## DIRECTIONS FOR THIS TASK
In the passage on Chen's performance below, what does Adaha's eye appear on this time?

One scene is a perfect example: In an analogy to Daumal’s allegorical novel Mount Analogue, performer Omid Tabari, aka Shadow Licker, pushes an immense boulder through the space.
Chen’s experiments and efforts to represent the realities of inner experience are embedded in the poetic cosmology of a self-created artistic ‘religion’ called Adaha.
Adaha is the god, idol, and superstar that appears in his works as a figure representing an all-encompassing witness, an ‘all-seeing eye.’ The eye of Adaha is reminiscent of the Eye of Horus, the Egyptian symbol of the door to the soul, an embodiment of state power and divine benevolence that watches over human civilization.
“I would like to see each performance as something like a ceremony. So maybe, in that way, the mode of storytelling itself does approach the way religions are constructed,” said Chen during a previous interview.
This time, Adaha’s eye appears on a gigantic T-shirt sculpture that hangs above the dance floor and continuously cries throughout the show. The liquid drips into a little pond below, evoking the scenic surrealism of a fairy tale park.
Chen also employs spiritual traditions to interpret contemporary Chinese society’s capital-driven developments. Iconography such as religious totems, commercial logos, and pop culture icons convey a sense of endless incorporation, absorption, and ejection.
As the performers march onto the main stage, they remove their streetwear hoodies while carrying out folk dances — a gesture of unlearning their imposed socio-cultural conditions. Chen then invites the audience to enter a state of possession, visit the performance’s various hells, and witness an in-between state of traveling.
In a series of solos, performer Yiva Falk, wearing long fire-red braids, strikes us as a stage presence inspired by Barong, Bali’s panther-like king of the spirits.
Indonesian artist Siko Setyanto also presents an eye-catching performance that merges classical ballet and Javanese dance.
Drawing inspiration from 12th-century Japanese paintings of the Buddhist Hells, also known as Jigoku-Zoshi, their solos strike me as haunted biographies of bodily reincarnation — or raw and bloody spiritual lessons to aid the audience’s understanding of sin.
One of Trance’s most drawn-out segments takes place on a circular grass floor with stage elements and projection screens on one side. An inflatable frog stands guard; the poisonous creature sits upon the roof of a Southeast Asian bamboo hut — a symbiotic arena that blurs the relationship between the human, the non-human, and the spiritual in ways that exceed categorical value judgments.

## DATA EXTRACT

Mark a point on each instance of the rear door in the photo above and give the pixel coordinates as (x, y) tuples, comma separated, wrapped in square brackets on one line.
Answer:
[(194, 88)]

## RESPONSE TO THIS TASK
A gigantic T-shirt sculpture that hangs above the dance floor.